#### Source material ####

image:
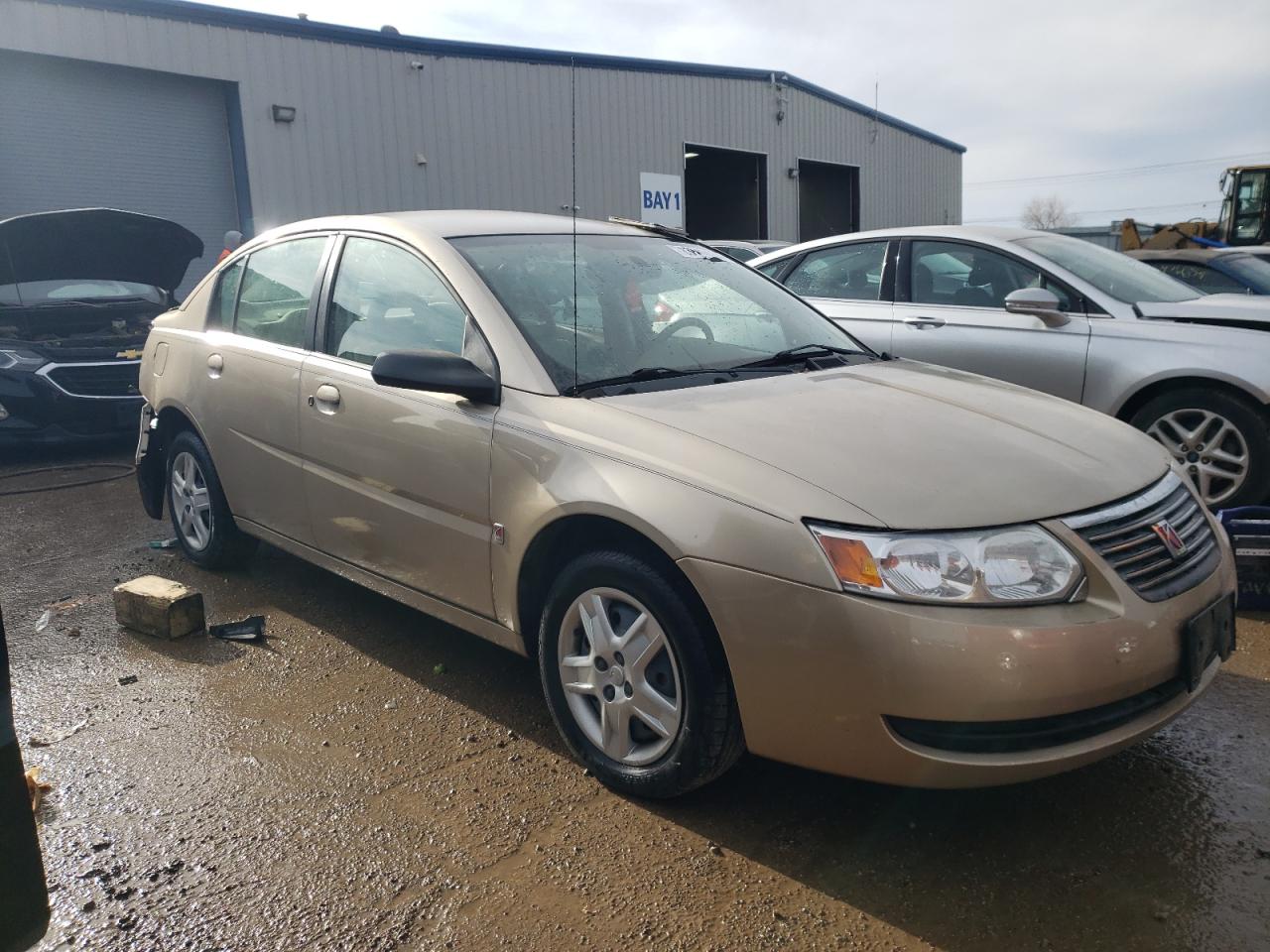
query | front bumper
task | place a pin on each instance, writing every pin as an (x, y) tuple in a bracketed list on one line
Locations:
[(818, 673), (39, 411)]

####
#### Source material ####

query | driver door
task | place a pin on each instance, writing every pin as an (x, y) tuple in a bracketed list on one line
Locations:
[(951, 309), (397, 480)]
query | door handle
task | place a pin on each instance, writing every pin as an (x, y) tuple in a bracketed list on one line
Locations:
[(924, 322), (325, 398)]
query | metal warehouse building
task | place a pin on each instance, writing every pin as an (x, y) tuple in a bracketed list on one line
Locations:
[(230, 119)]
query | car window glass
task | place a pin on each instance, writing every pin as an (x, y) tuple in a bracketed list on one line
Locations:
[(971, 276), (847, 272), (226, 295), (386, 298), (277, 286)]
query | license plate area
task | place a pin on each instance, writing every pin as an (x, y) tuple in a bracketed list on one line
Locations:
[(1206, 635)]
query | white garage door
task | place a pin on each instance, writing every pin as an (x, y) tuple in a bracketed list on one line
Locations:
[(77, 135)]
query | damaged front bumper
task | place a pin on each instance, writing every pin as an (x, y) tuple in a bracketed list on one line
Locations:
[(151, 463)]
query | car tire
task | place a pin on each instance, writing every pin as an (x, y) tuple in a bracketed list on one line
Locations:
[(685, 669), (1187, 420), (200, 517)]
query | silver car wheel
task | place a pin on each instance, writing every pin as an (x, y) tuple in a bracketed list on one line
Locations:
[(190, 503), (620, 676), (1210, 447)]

####

Each line of the data that includes "front" should be copied.

query | front bumper
query | damaged front bumper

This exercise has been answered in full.